Barthelme: Not really. Rick and I did write a lot about the family in Double Down. One thing that happens if you get your name in the newspapers is that they get everything wrong, sometimes on purpose, usually just from slovenliness. So you want your side of it in print as well. A writer from the New York Times called me when the legal case against us was thrown out, looking for a comment. He had already written one error-ridden and prejudicial story about it. I told him, “Well, the publicity has certainly been very damaging.” Which appeared in the Times as: “Steven Barthelme said the case has been hurtful.”
Redd: You have justifiable beef with bad reporting. Still, in “Not as I recall,” you cherish a potentially inaccurate memory of your uncle. What are some distinctions you might draw between good reporting and good creative nonfiction?
Barthelme: In terms of accuracy, I don’t see a distinction. Seems to me good “creative non-fiction” begins in good reporting, depends absolutely on reporting that’s as honest and accurate as we can make it. The essay about my uncle is not praising playing fast and loose with the facts; it ends with a line that says, “I don’t know who he was, I only know who he is” meaning that the illusion of him is more precious to me. But there’s no pretense that it’s not an illusion.
Redd: You wrote Double Down with your brother Frederick, in which you two use a unified voice. Writing is usually thought of as a solitary profession. Would you describe the experience of co-writing a book? How can we tell what writing is yours and what is Rick’s, if we can at all?
Barthelme: It was easier than I expected. Rick wrote about half of it and I wrote the other half, then we each rewrote each other’s parts. Sometimes I would give him half a chapter and he would amplify or double it, sometimes the reverse. Sometimes he or I would give the other a full chapter and then we would revise the whole chapter. There were lots of compromises. But the basic view of the world and personal language are largely shared, not only between Rick and me but the family–it’s the language of my parents and Don, Joan, Pete. The family was a sort of Jim Jones experience, with a more benign bent. Writing a book jointly was not a problem, as it turned out.
Redd: Why’d you name your recent book of essays The Early Posthumous Work?
Barthelme: Because some of the work was written when I was young, and because I wasn’t (quite) dead yet. I liked the joke. I like language that looks like, or seems like it should fit in the brain, but doesn’t.
Redd: I’m drawn to your preoccupation of patching things together. I think of some of the furniture in your house, a couple of pieces of plywood fitted together into a table, and of your father piecing together your family’s house, down to the rug made out of three carpets. Each distinct essay in The Early Posthumous Work fits with the others to build a picture of your life.
Barthelme: My life’s not really interesting enough to merit a picture. But writing itself seems like an endless process of patching, repair, with luck, improving. “A work of art is never finished, only abandoned,” a remark variously attributed to da Vinci, Forster, Mallarme, Valery. (First time I heard it, it was attributed to Willem de Kooning.) Patching fascinates me because I originally, when I was young, didn’t understand that nothing ever really gets fixed, in the pure sense, in the sense of “good as new.” The opposed feeling is also a prominent one in my psychology–“Heaven, you think, is a place where there’s nothing to fix,” as one of those pieces says.

§ PROVIDED RECORDS
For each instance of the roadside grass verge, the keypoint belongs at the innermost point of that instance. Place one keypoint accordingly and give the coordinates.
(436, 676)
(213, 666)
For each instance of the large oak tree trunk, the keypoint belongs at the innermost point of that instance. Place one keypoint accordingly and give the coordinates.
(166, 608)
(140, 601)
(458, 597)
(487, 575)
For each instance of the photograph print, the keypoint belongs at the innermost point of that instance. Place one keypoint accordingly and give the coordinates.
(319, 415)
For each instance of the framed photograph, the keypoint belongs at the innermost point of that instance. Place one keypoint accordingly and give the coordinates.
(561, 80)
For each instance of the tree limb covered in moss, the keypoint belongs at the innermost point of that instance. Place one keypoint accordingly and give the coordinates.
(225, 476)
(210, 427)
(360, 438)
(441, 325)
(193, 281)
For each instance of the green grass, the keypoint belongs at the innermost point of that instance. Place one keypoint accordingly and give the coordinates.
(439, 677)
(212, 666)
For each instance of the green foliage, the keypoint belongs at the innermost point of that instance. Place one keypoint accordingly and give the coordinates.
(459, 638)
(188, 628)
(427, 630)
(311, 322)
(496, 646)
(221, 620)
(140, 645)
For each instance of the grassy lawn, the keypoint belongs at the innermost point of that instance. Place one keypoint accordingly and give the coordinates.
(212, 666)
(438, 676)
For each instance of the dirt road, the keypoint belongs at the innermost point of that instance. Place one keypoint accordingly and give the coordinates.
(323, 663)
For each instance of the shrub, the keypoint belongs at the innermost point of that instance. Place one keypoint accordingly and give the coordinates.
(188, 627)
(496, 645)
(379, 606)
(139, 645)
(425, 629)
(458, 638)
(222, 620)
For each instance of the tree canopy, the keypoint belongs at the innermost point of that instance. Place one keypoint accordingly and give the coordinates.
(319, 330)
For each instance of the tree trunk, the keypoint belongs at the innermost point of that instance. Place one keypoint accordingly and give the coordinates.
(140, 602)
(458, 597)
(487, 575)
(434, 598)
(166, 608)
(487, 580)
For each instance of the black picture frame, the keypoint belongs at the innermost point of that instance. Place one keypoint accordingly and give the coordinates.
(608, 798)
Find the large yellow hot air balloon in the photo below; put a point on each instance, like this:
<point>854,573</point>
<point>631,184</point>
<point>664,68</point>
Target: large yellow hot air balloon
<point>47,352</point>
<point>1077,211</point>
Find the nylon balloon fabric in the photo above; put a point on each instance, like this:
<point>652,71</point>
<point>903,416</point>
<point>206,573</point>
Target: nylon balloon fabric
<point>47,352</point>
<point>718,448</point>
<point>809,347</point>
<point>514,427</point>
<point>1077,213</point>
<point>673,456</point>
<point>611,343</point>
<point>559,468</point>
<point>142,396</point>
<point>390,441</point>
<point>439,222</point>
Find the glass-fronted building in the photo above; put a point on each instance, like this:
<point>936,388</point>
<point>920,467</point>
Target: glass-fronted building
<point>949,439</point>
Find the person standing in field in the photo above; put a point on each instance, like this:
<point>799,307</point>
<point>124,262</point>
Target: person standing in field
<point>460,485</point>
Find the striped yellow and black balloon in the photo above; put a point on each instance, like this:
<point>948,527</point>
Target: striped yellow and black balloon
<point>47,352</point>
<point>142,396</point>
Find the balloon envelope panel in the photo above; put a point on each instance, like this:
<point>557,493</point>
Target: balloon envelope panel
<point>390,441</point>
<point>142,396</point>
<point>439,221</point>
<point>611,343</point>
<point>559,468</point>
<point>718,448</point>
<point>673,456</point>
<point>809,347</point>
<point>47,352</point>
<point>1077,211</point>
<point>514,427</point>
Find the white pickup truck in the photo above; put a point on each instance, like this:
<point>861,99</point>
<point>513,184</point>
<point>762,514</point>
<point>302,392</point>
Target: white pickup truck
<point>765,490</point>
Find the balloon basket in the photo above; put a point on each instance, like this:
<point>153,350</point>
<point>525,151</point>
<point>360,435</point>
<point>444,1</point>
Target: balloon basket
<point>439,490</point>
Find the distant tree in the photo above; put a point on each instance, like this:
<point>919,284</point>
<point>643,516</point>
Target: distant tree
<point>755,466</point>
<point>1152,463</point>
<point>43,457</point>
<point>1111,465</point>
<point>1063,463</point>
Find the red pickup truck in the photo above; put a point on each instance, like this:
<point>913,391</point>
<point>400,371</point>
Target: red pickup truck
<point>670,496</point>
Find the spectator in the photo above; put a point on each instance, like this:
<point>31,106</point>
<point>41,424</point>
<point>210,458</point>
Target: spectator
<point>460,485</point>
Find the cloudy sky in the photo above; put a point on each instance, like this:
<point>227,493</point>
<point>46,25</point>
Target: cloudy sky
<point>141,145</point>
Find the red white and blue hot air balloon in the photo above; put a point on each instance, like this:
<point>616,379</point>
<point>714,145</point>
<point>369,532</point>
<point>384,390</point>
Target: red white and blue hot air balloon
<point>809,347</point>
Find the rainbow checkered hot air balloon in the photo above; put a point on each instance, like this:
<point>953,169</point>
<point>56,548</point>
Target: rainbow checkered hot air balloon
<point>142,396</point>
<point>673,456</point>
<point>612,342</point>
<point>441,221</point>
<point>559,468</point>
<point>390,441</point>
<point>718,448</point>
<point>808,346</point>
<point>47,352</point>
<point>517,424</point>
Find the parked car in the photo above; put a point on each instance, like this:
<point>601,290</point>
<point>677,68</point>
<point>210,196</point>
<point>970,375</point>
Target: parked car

---

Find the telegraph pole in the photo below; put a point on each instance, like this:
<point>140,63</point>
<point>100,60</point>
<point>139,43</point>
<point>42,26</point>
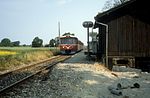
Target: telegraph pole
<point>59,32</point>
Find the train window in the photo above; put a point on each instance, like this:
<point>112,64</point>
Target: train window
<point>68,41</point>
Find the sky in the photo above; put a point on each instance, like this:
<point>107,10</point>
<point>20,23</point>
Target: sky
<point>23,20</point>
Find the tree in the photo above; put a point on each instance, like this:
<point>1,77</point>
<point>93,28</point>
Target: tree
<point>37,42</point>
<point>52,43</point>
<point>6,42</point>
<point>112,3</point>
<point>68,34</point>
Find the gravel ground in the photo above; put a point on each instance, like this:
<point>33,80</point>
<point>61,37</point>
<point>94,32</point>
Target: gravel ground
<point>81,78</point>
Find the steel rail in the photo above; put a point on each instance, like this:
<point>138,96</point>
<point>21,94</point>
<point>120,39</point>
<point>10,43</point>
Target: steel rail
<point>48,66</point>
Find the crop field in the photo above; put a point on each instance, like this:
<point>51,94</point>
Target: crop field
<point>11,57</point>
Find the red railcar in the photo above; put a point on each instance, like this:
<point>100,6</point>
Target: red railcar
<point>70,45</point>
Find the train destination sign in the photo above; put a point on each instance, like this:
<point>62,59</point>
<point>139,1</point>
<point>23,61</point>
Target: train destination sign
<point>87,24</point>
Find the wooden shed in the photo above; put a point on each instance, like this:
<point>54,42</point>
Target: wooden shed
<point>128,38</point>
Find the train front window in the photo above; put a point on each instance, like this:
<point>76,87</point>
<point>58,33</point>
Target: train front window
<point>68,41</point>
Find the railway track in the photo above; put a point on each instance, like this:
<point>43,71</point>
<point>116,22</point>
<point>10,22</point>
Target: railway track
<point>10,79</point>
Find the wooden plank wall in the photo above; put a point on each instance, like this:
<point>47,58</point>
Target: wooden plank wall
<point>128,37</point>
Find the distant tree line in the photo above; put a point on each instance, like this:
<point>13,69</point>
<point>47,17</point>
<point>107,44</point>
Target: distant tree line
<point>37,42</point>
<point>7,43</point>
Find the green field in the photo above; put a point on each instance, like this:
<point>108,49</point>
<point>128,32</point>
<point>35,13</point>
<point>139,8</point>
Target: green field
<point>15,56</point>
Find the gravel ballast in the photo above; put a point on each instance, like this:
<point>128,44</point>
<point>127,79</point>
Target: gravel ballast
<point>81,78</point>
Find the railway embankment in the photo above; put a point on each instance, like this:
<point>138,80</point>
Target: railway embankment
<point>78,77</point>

--

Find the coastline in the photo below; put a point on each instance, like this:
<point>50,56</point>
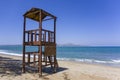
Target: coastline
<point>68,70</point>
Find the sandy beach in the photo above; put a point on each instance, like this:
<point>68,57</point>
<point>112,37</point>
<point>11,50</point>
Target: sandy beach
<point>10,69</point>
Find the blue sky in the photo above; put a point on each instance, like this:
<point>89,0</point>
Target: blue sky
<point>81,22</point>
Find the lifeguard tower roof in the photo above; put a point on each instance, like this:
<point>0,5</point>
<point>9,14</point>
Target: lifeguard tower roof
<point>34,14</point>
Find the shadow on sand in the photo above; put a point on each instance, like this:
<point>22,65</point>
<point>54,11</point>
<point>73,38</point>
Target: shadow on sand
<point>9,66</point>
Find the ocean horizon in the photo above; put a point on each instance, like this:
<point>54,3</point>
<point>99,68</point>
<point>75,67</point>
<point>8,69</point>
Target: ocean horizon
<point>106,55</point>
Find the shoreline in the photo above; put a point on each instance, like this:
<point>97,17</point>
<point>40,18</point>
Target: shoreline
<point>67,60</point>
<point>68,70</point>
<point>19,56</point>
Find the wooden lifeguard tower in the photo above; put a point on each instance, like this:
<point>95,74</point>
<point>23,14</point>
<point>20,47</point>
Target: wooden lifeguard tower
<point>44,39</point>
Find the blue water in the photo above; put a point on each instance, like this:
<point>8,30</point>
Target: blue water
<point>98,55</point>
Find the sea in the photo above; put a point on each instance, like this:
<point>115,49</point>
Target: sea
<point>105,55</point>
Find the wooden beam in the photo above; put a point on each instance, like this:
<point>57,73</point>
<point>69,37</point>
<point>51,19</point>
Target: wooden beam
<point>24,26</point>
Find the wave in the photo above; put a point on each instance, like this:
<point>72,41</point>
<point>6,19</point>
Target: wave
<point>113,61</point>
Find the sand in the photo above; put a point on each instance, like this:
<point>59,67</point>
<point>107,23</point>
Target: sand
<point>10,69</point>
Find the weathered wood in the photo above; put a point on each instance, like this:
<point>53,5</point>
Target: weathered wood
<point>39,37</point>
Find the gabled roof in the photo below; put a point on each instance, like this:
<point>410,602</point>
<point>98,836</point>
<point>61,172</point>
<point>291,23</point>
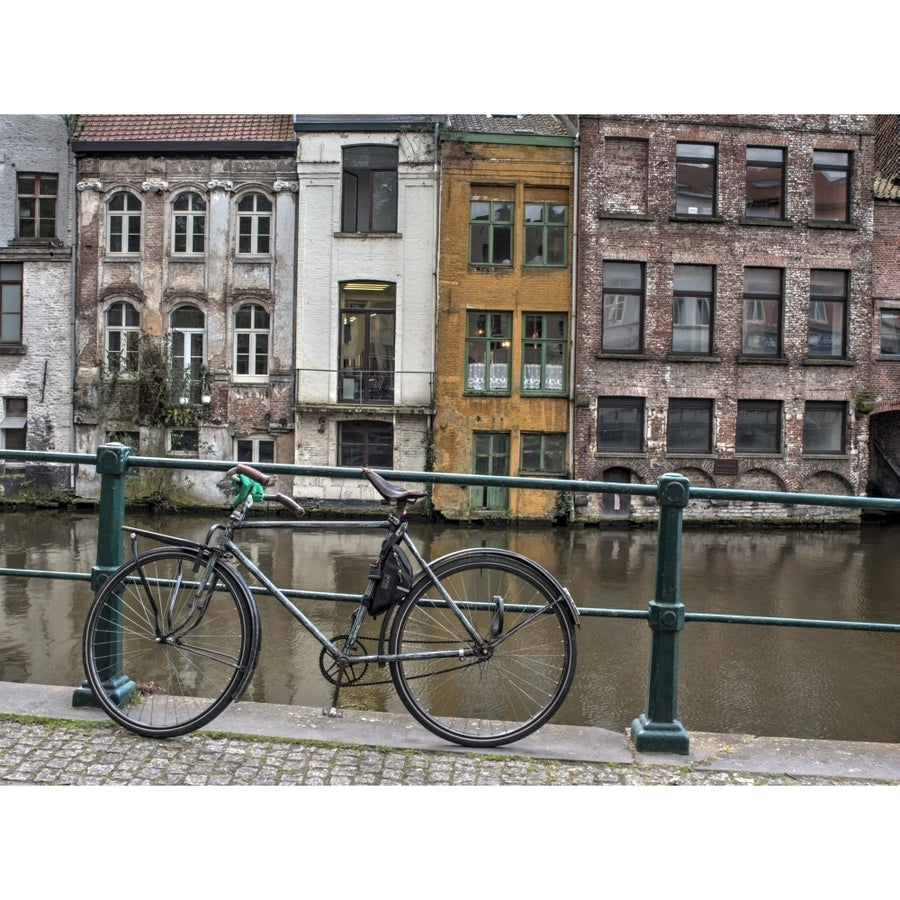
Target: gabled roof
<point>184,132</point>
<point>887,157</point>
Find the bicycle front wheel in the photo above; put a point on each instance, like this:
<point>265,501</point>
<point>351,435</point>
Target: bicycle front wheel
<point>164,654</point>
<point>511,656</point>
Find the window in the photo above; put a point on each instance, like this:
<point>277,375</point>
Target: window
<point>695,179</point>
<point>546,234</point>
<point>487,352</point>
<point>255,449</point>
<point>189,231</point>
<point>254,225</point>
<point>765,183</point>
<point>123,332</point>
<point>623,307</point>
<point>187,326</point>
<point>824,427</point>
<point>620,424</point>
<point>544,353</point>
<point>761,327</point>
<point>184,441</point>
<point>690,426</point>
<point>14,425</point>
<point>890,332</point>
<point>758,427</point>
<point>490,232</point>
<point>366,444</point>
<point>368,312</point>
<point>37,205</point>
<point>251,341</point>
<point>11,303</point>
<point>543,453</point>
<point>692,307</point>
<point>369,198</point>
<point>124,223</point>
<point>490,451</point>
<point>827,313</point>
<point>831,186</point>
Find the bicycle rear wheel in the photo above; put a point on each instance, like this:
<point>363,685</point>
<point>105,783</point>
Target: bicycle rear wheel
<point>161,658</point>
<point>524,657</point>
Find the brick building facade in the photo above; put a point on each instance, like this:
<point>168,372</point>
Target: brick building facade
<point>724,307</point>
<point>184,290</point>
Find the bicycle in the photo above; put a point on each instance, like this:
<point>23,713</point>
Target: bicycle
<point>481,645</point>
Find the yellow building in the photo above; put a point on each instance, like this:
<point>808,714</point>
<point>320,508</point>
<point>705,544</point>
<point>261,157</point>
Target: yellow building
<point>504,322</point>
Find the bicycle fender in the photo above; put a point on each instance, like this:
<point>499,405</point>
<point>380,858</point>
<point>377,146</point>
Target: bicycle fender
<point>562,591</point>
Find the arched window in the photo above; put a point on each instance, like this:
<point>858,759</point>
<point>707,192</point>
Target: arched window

§ DIRECTIVE 1
Extract the passage of the Barthelme interview that opens with the words "Redd: Why’d you" and closes with "of your life.".
§ DIRECTIVE 2
Continue the Barthelme interview from its last line.
The data has no part in this.

§ WRITTEN ANSWER 1
Redd: Why’d you name your recent book of essays The Early Posthumous Work?
Barthelme: Because some of the work was written when I was young, and because I wasn’t (quite) dead yet. I liked the joke. I like language that looks like, or seems like it should fit in the brain, but doesn’t.
Redd: I’m drawn to your preoccupation of patching things together. I think of some of the furniture in your house, a couple of pieces of plywood fitted together into a table, and of your father piecing together your family’s house, down to the rug made out of three carpets. Each distinct essay in The Early Posthumous Work fits with the others to build a picture of your life.

§ WRITTEN ANSWER 2
Redd: Many of your short stories seem to bear some relation to your own life. “Stoner’s Lament,” for instance, seems as if you might have developed the idea for the story when you brought your Triumph to a mechanic. How do you approach essays differently than short fiction?
Barthelme: This is a good question, but I don’t have a good answer. They both originate in some edge in the world which captures your imagination, and they both share techniques (image-making, scene, etc.) and values (vividness, clarity, force, etc.). But a story is shaded toward something felt, an essay shaded toward something thought. If you can’t get an interesting feeling, the story fails; if you can’t get an interesting thought, the essay fails. “Interesting,” of course, is the devil there.
Redd: John Barth said your stories were “rich in laid-back realism.” How would you define this term, and do you think your recent stories in Hush, Hush fit neatly into this category?
Barthelme: I think Jack just meant I was from Texas–“laid back” and all that. I can’t define the term “realism” any better than (or as well as) many others have already defined it. Recent stories fit in that category, except the ones that don’t. I have always been more than a little schizophrenic in prose style; for 45 years or so, I have written both realist and irrealist pieces, extending even to non-fiction. I once published a couple of horoscopes in which all the predictions were exact, or definitive–“On the 14th, Veruschka sees you in Kennedy Airport and she has to have you. She invites you for a cup of coffee, but you misunderstand, because she is speaking German (kaffee),” that sort of thing–because I felt that the essential flaw in horoscopes was not so much that they were wrong as that they were vague.
Redd: Your comments on psychic readings make me think of the story “Telephone,” which seems somewhat of an extension of this longing for a specific prediction. Would you comment on what goes into making this type of hypothetical narrative effectively “shade toward something felt?”
Barthelme: The “Telephone” story is supposed to be a 3 page incantation which the speaker is trying to use as armor against what he knows is coming, imagining it to protect himself from it, psychically. In that story, the shading is supposed to be in the tone, the sentences are being thrown at you one after the other, supposed to reproduce a kind of anxiety, like pushing all the furniture up against the door. Maybe it doesn’t work.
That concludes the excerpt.